*** Material for the task ***

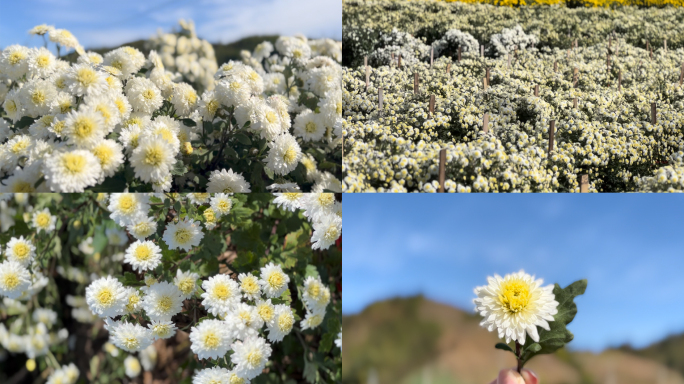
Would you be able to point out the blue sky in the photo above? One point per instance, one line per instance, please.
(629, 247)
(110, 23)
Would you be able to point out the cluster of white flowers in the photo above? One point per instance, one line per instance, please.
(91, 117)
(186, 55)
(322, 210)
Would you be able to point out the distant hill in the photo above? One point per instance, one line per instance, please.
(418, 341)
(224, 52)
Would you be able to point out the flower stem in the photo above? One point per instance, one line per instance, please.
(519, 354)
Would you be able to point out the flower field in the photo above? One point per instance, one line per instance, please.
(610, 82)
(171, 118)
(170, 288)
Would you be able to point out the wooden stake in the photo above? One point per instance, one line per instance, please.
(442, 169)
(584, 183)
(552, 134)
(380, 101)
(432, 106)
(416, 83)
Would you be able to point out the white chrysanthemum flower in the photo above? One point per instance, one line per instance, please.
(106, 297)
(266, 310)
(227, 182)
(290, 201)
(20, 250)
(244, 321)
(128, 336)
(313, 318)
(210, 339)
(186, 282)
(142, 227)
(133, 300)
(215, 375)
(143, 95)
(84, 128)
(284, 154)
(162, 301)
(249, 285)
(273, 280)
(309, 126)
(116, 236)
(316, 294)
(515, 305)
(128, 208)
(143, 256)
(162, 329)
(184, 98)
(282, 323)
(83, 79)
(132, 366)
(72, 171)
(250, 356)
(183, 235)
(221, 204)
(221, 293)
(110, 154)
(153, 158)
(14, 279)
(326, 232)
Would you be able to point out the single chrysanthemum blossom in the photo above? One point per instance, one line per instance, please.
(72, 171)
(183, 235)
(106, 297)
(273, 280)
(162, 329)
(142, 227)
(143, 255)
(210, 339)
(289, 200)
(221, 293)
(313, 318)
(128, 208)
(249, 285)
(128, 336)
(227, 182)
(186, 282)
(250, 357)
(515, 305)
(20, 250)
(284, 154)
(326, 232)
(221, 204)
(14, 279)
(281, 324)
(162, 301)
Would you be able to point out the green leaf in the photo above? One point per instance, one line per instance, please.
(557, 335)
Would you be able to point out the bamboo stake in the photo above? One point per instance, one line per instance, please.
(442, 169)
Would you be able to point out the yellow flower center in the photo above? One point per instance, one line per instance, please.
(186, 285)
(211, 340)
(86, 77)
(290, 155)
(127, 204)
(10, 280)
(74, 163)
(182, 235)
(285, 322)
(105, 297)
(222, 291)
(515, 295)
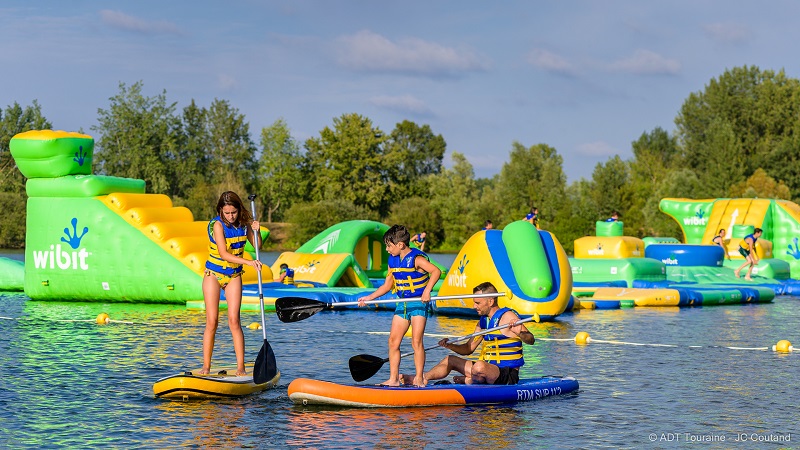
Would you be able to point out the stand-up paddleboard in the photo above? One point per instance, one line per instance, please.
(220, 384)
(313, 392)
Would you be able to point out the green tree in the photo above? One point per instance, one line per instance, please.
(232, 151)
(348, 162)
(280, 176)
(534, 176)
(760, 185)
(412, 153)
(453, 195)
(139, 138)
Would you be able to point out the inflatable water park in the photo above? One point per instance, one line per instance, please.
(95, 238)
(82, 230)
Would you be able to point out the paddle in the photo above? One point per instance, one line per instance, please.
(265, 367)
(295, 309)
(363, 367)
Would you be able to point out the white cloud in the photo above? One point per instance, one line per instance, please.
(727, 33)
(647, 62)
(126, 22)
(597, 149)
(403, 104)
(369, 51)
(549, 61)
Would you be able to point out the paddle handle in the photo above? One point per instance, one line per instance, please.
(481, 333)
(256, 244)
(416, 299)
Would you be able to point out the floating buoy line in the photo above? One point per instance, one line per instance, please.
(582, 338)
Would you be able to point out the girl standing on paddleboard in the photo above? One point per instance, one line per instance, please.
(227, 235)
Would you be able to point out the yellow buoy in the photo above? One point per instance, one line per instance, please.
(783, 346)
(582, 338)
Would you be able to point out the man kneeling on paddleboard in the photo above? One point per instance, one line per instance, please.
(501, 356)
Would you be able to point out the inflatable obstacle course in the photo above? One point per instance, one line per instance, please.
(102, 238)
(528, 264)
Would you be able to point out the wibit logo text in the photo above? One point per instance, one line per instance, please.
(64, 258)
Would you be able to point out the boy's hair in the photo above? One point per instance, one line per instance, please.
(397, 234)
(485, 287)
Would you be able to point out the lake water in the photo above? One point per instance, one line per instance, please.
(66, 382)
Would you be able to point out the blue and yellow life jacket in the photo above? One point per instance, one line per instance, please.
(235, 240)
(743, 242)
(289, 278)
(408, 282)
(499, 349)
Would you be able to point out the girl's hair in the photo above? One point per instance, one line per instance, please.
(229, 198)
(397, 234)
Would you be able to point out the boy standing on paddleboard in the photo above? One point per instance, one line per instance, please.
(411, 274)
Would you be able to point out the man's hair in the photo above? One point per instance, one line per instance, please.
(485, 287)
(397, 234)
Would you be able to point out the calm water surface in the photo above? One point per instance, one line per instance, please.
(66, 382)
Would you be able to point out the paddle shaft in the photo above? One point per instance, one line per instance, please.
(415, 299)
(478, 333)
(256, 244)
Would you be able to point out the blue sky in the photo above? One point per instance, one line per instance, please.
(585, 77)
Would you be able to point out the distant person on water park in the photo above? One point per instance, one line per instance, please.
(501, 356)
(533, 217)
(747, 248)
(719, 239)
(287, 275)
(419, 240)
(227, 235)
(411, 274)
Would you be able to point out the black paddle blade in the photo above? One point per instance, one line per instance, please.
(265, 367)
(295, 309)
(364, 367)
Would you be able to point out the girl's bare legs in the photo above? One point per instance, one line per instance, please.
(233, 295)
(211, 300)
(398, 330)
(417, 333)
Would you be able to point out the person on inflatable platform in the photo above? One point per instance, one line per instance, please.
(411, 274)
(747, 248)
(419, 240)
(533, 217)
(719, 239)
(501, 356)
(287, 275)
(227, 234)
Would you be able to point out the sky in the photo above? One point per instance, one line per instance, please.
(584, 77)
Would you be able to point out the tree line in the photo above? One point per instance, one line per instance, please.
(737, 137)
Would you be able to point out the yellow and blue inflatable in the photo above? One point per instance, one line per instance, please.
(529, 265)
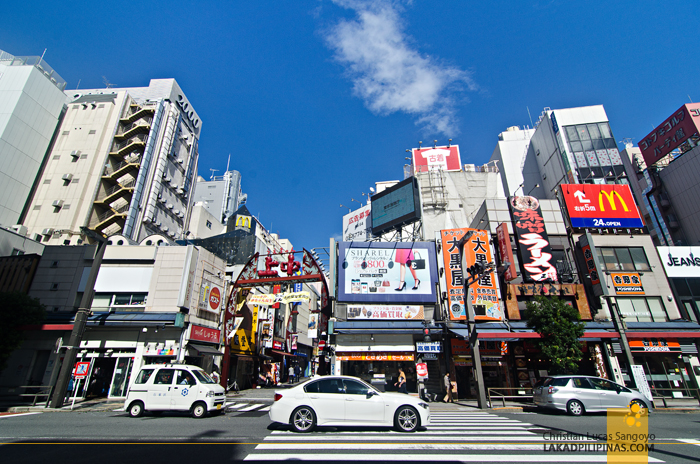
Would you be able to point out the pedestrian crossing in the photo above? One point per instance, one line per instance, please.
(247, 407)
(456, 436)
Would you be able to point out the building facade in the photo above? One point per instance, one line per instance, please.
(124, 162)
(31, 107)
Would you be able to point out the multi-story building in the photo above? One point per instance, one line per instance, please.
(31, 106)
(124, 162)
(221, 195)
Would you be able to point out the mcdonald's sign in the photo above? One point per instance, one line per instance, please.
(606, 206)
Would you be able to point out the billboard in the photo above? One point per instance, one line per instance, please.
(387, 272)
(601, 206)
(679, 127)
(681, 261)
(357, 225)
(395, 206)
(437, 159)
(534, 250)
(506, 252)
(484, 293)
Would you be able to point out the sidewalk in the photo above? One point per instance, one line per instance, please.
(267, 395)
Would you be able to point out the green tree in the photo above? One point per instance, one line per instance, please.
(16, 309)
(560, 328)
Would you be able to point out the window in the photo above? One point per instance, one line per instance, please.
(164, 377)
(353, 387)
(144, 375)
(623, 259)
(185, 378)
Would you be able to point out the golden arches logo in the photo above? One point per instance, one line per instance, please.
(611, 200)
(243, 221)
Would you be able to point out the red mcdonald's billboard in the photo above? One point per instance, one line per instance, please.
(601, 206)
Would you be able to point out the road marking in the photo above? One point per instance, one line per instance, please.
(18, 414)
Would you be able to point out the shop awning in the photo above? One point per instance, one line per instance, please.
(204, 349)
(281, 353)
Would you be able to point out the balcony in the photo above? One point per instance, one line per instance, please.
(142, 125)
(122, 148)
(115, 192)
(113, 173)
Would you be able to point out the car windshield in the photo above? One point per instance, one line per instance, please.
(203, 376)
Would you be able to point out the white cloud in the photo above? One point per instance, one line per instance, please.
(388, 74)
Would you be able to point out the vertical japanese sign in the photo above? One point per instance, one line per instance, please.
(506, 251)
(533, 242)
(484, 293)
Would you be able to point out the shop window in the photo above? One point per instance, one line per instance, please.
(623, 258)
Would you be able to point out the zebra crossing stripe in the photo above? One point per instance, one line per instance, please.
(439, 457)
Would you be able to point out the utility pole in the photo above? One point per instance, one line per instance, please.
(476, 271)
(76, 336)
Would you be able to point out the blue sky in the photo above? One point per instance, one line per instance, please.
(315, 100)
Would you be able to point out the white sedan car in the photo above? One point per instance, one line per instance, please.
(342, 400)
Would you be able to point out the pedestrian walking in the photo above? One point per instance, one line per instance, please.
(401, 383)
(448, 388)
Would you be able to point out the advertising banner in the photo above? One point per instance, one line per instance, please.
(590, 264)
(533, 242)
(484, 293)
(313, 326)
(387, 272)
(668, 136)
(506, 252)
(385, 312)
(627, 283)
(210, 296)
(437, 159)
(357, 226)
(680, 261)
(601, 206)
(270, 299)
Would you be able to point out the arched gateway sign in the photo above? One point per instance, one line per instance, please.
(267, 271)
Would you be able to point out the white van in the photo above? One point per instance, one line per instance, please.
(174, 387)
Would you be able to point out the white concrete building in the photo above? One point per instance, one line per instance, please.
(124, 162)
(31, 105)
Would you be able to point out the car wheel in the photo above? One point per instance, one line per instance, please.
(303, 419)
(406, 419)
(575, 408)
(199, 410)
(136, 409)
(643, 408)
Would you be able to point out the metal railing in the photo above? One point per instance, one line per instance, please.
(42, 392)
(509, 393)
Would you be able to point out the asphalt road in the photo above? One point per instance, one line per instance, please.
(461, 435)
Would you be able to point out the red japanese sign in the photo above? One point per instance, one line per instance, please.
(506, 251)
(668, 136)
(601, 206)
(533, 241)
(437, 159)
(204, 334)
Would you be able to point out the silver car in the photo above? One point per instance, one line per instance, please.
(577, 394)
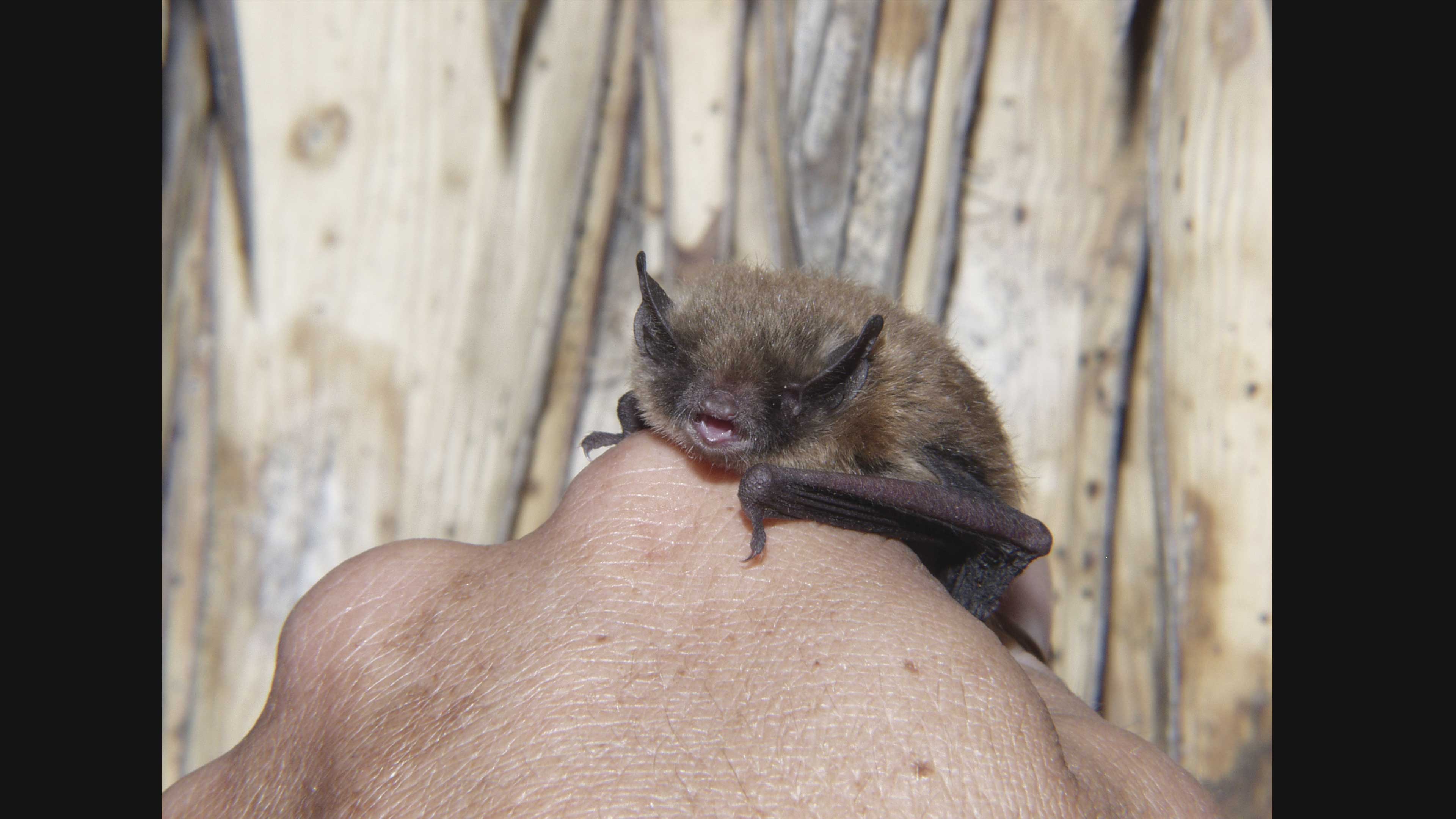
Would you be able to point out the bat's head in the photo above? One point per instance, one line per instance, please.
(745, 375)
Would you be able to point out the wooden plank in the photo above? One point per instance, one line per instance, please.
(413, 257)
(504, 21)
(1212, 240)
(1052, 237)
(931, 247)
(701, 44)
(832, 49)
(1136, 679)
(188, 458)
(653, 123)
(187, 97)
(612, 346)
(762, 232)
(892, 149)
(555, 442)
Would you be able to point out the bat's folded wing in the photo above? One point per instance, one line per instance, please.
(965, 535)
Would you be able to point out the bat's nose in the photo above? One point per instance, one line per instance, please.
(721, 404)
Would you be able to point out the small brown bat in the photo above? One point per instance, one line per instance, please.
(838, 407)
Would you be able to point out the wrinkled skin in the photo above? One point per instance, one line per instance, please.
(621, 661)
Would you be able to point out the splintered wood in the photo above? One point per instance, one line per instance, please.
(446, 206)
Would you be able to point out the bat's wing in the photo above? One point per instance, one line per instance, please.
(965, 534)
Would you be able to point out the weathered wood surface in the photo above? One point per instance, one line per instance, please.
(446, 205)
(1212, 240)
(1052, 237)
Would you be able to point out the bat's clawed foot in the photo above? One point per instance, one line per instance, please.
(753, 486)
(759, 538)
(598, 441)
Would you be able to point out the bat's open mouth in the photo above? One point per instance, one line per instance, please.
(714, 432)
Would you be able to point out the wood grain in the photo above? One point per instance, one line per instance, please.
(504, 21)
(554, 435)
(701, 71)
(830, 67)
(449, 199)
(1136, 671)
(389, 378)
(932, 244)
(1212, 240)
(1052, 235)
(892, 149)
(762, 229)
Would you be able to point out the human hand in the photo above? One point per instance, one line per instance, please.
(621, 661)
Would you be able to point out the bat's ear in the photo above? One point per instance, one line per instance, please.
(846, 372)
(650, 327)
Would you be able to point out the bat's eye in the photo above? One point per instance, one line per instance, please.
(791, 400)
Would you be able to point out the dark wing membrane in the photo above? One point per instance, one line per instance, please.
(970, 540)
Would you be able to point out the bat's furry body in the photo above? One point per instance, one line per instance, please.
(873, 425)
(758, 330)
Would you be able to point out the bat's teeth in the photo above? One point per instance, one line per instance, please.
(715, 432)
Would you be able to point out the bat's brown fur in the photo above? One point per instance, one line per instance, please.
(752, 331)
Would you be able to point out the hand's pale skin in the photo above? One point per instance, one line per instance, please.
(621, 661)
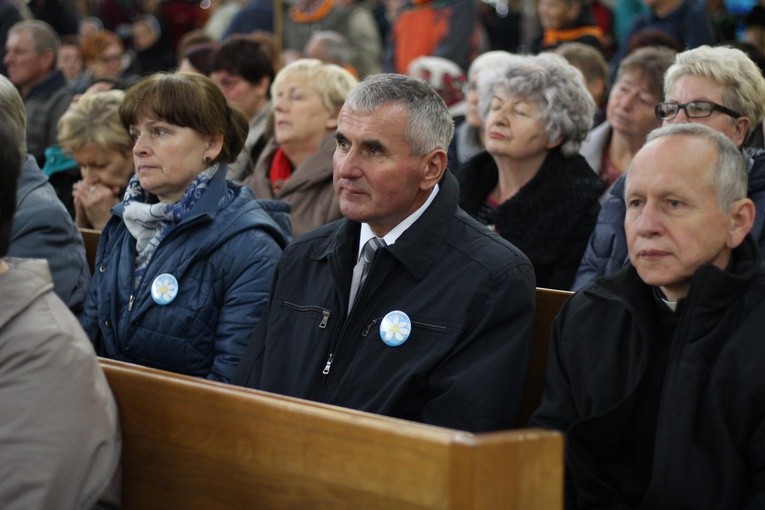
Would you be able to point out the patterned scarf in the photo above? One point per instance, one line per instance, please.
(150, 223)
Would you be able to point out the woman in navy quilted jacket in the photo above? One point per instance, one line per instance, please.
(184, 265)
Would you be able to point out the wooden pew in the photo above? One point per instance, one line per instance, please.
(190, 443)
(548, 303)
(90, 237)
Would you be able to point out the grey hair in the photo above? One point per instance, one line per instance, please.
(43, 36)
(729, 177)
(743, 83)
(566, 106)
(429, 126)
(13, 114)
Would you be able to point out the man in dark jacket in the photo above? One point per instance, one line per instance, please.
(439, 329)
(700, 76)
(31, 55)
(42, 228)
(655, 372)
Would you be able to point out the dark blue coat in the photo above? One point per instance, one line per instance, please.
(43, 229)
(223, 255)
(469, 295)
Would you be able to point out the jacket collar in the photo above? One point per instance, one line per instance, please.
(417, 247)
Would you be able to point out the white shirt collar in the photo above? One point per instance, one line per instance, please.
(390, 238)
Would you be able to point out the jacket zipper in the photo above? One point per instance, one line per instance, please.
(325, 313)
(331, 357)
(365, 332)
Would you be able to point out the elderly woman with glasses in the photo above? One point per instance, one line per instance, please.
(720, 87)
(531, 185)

***

- Exercise goal
Copy every line starting at the one containing "Would you be able to point out the jacket zipper" and ending at the last line above, both included, shifting each coordinate in the answers up by 137.

- Task output
Would you be able to point out the jacket zipper in the photo above? One point per instance, one line per instance, please.
(462, 450)
(468, 494)
(502, 469)
Would you be able to point out the elderly woman with glasses in the photo above? One point per instance, one line per instance, please.
(857, 224)
(668, 322)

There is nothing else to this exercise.